▶ **INSTRUCCIONES DE LA TAREA**: Copia textualmente, del texto sobre la salud mental, el fragmento que empieza con las palabras “Y claro, nos” y termina con “con el caos.”.

▶ **SECCIÓN DE TEXTO**:
================
Ustedes se pasaron la vida corriendo detrás de relojes que nunca alcanzaban, de metas que nadie les explicó para qué servían. Se tragaron cursos de mindfulness entre reuniones que les chupaban el alma, como si meditar cinco minutos pudiera curar décadas de explotación emocional.
Decían que la salud mental era importante, pero solo si no les interrumpía la productividad. Hablaban de “empatía corporativa” mientras despedían a gente por llorar en el baño. Nos recomendaron pastillas, mantras, y apps que mandaban notificaciones tipo “¿Ya respiraste hoy?”, mientras el mundo se caía a pedazos.
Nos llamaron “inestables” por no querer vivir en un sistema que premia el cinismo, castiga la ternura y vende felicidad en cuotas. Nos diagnosticaron como si la tristeza fuera un glitch personal y no un síntoma colectivo de una sociedad que se olvidó de cuidarse.
Y claro, nos encerraron. Con etiquetas, con diagnósticos enlatados, con paredes blancas y sonrisas de enfermero mal pagado. Todo para no mirar su propio reflejo. Porque si se permitían sentir como nosotros, se les derrumbaba el Excel.
Pero lo que nunca entendieron es que los verdaderos locos eran ustedes: los que normalizaron el insomnio, romantizaron la ansiedad y se burlaron de la fragilidad ajena como si fueran invencibles. Hasta que, claro, también se rompieron.
Y entonces vinieron, cabizbajos, a preguntarnos cómo se vivía con el caos.
Y nosotros, desde el borde del abismo, solo dijimos: “Bienvenidos. Aquí al menos nadie finge estar bien.”
================
▶ **EXTRACTOS DE DATOS**:
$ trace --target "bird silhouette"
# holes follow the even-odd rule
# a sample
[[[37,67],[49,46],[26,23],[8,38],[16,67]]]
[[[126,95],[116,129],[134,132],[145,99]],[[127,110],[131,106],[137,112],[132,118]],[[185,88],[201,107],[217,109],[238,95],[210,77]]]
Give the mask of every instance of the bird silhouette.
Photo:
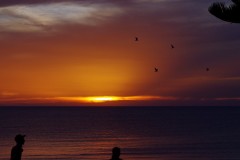
[[[138,37],[135,37],[135,41],[138,41]]]
[[[240,0],[232,0],[233,4],[214,2],[208,11],[215,17],[230,23],[240,23]]]

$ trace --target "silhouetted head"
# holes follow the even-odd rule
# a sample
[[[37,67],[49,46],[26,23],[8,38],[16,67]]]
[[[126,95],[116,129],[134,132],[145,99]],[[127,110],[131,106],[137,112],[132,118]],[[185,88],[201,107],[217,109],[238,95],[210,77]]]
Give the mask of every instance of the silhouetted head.
[[[119,158],[120,154],[121,154],[121,150],[119,147],[114,147],[112,149],[112,158]]]
[[[16,143],[19,144],[19,145],[23,145],[25,143],[25,139],[24,139],[25,136],[26,135],[21,135],[21,134],[16,135],[15,136]]]

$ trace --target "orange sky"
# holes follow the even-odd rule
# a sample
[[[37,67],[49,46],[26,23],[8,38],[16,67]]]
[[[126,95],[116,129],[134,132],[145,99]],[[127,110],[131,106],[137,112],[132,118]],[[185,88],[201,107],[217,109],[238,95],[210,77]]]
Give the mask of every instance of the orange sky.
[[[21,2],[0,6],[0,105],[239,104],[239,26],[207,1]]]

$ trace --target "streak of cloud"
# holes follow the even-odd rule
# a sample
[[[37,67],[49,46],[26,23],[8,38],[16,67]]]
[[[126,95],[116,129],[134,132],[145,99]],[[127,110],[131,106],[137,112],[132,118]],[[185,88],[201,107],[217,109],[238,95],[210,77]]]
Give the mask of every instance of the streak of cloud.
[[[36,32],[54,25],[98,25],[122,13],[122,8],[106,3],[59,2],[6,6],[0,8],[0,30]]]

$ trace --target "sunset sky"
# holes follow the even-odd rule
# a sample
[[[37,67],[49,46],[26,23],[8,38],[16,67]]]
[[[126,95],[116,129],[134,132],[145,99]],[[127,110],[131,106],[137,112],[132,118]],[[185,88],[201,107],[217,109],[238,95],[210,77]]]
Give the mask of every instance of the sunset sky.
[[[0,106],[240,105],[240,24],[213,2],[1,0]]]

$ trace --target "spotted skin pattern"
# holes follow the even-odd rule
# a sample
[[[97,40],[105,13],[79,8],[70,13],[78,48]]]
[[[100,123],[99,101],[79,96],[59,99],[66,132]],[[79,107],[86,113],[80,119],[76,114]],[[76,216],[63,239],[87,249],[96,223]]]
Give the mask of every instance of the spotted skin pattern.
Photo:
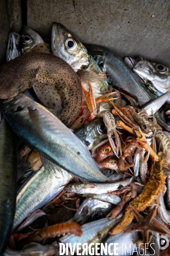
[[[38,87],[37,96],[47,107],[57,108],[61,101],[58,117],[65,125],[76,119],[82,105],[81,87],[77,75],[65,61],[48,53],[28,53],[0,67],[0,99],[15,97],[32,86],[35,91]]]
[[[39,44],[29,51],[29,53],[35,52],[45,52],[46,53],[52,54],[50,44],[45,44],[45,43]]]

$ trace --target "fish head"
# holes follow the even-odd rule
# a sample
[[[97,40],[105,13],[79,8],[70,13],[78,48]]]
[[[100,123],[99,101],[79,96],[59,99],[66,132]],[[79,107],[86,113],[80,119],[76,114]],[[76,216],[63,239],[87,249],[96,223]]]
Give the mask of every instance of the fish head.
[[[116,159],[112,158],[111,159],[108,157],[104,161],[100,163],[100,164],[103,166],[104,166],[106,168],[109,168],[109,169],[117,169],[118,168],[117,165],[117,158]]]
[[[51,49],[54,55],[66,61],[76,72],[86,68],[89,64],[90,56],[86,49],[61,24],[53,23]]]
[[[91,150],[98,142],[106,137],[107,129],[102,119],[100,118],[83,125],[75,134],[83,141],[88,150]]]
[[[30,104],[30,99],[26,95],[20,93],[9,100],[1,99],[1,102],[3,104],[3,109],[8,113],[15,113],[24,110],[28,112],[27,108]]]
[[[44,43],[40,35],[28,26],[25,26],[20,39],[21,53],[26,53],[39,44]]]
[[[102,147],[97,150],[94,156],[97,163],[102,162],[109,157],[114,155],[111,146],[108,142],[105,143]]]
[[[32,87],[30,72],[31,76],[34,76],[36,71],[25,69],[24,61],[20,59],[22,57],[19,56],[0,67],[0,99],[13,98]]]
[[[170,88],[170,69],[162,64],[140,57],[135,61],[133,70],[158,96]]]
[[[6,62],[19,56],[20,53],[18,47],[20,37],[20,35],[15,32],[12,32],[9,34],[8,47],[6,50]]]

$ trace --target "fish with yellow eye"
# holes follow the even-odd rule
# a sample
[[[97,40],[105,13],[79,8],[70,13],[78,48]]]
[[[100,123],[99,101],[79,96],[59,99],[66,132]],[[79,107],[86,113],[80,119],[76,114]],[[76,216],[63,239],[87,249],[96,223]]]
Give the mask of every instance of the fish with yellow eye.
[[[108,142],[97,148],[96,154],[93,157],[97,163],[100,164],[101,162],[103,162],[108,157],[114,155],[110,143]]]
[[[118,159],[117,157],[107,157],[106,160],[100,162],[100,165],[102,166],[108,168],[109,169],[113,169],[118,170]]]

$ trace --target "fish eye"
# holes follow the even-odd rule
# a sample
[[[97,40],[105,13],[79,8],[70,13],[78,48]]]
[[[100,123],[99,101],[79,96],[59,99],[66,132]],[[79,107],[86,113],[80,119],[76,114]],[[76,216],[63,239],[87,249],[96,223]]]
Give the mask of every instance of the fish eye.
[[[99,220],[101,218],[105,218],[105,217],[106,214],[104,212],[96,212],[94,213],[94,214],[93,214],[92,216],[92,219],[95,221],[97,221],[97,220]]]
[[[75,40],[72,38],[68,38],[65,42],[66,49],[68,51],[74,51],[77,47],[77,44]]]
[[[159,72],[165,72],[167,71],[167,68],[163,65],[158,64],[156,66],[156,70]]]
[[[108,154],[111,150],[111,148],[110,147],[107,147],[106,148],[105,148],[105,149],[103,150],[103,152],[105,154]]]
[[[88,140],[85,140],[85,143],[88,146],[90,145],[90,142],[88,141]]]
[[[104,133],[106,130],[106,127],[104,123],[99,125],[98,128],[99,131],[101,133]]]
[[[147,126],[144,125],[143,125],[143,128],[144,130],[145,130],[147,128]]]
[[[31,38],[27,35],[23,37],[23,40],[25,43],[31,43],[32,41]]]

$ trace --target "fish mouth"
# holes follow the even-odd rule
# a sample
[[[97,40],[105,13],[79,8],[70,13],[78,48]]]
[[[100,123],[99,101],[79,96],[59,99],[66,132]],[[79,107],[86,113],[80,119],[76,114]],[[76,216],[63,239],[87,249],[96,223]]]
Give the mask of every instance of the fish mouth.
[[[144,69],[146,64],[146,60],[143,57],[139,57],[135,60],[133,70],[137,69],[138,68]]]
[[[61,43],[60,28],[61,25],[60,23],[53,23],[51,34],[51,47],[54,50],[57,49]]]

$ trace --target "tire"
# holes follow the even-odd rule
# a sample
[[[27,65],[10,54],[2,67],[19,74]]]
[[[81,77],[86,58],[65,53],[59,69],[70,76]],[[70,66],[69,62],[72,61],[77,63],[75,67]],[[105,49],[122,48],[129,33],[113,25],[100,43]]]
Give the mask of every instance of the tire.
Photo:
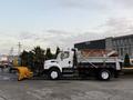
[[[60,79],[61,72],[58,68],[52,68],[49,70],[48,76],[49,76],[49,79],[57,80],[57,79]]]
[[[104,81],[110,80],[111,79],[111,72],[106,69],[101,70],[100,73],[99,73],[99,79],[104,80]]]

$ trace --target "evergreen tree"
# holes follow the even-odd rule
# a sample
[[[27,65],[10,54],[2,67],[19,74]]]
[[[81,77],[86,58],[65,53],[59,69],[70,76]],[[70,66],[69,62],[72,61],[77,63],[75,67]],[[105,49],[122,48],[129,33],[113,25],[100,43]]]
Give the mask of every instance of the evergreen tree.
[[[130,67],[131,64],[130,64],[130,57],[129,57],[129,54],[126,53],[125,54],[125,58],[124,58],[124,67]]]
[[[57,50],[55,50],[55,56],[54,56],[54,58],[57,58],[57,57],[58,57],[59,52],[60,52],[60,48],[59,48],[59,47],[57,47]]]
[[[28,51],[23,50],[23,52],[20,54],[21,66],[28,67]]]
[[[48,48],[48,49],[47,49],[47,52],[45,52],[45,60],[50,60],[50,59],[53,59],[53,54],[52,54],[52,52],[51,52],[51,49]]]
[[[35,47],[32,52],[34,53],[34,71],[41,73],[43,71],[44,50],[40,47]]]

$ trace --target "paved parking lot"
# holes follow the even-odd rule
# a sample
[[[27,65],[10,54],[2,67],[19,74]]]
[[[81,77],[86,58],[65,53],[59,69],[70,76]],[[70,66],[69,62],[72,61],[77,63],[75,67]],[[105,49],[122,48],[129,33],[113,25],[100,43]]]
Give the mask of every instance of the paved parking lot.
[[[3,78],[3,79],[1,79]],[[111,81],[23,80],[0,72],[0,100],[132,100],[133,76]]]

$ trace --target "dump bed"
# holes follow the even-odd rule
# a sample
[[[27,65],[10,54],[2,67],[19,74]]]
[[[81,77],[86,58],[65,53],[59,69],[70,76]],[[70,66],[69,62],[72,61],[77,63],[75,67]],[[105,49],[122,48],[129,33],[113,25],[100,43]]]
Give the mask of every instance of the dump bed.
[[[78,62],[115,62],[117,56],[115,51],[84,50],[78,51]]]

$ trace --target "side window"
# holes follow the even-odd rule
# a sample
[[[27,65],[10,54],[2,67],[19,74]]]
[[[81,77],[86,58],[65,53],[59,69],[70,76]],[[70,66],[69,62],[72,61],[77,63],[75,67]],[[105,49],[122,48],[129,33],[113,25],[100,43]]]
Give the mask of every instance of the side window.
[[[68,51],[64,51],[61,53],[61,60],[69,58],[70,53]]]

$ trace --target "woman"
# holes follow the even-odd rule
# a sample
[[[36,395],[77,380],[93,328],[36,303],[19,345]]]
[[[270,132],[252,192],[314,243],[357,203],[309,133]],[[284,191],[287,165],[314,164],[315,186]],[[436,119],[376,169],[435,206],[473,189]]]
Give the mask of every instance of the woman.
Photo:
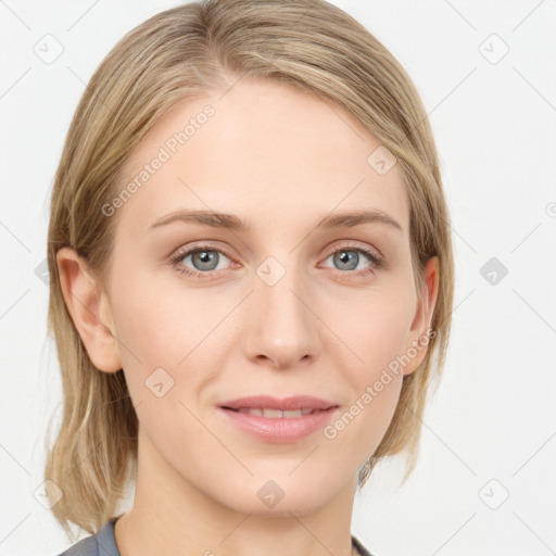
[[[324,0],[132,29],[73,118],[49,271],[46,477],[90,533],[64,554],[370,554],[355,490],[415,464],[453,258],[425,109],[368,30]]]

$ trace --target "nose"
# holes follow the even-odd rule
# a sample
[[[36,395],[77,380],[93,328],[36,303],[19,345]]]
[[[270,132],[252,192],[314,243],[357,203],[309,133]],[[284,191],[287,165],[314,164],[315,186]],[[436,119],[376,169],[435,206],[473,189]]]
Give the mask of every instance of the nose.
[[[242,336],[247,357],[277,368],[306,365],[320,351],[320,321],[307,279],[276,260],[257,268]]]

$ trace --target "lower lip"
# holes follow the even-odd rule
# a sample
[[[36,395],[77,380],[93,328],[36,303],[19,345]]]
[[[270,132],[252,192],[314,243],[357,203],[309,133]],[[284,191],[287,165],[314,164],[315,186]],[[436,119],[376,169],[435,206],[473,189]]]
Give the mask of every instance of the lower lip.
[[[330,407],[317,413],[302,415],[301,417],[260,417],[249,413],[233,412],[232,409],[217,408],[233,425],[245,432],[265,442],[288,443],[295,442],[316,430],[323,429],[330,421],[339,407]]]

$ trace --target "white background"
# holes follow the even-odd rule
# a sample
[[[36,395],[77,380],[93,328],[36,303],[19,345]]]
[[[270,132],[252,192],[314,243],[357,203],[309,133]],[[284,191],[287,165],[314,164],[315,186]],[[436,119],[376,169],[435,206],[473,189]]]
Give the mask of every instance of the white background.
[[[457,273],[448,358],[417,469],[400,486],[401,463],[381,465],[356,497],[352,531],[378,556],[555,554],[556,0],[332,3],[417,85],[439,148]],[[35,498],[62,393],[45,341],[48,288],[35,270],[65,134],[115,42],[174,5],[0,2],[3,556],[68,545]],[[34,51],[47,34],[63,46],[51,64]],[[492,63],[501,41],[509,51]],[[494,286],[480,274],[491,257],[508,270]]]

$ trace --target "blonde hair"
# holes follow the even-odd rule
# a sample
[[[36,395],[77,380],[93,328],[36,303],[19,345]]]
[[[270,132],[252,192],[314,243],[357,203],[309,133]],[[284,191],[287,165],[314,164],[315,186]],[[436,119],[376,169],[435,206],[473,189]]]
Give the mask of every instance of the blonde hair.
================
▶ **RESPUESTA**:
Y claro, nos encerraron. Con etiquetas, con diagnósticos enlatados, con paredes blancas y sonrisas de enfermero mal pagado. Todo para no mirar su propio reflejo. Porque si se permitían sentir como nosotros, se les derrumbaba el Excel.
Pero lo que nunca entendieron es que los verdaderos locos eran ustedes: los que normalizaron el insomnio, romantizaron la ansiedad y se burlaron de la fragilidad ajena como si fueran invencibles. Hasta que, claro, también se rompieron.
Y entonces vinieron, cabizbajos, a preguntarnos cómo se vivía con el caos.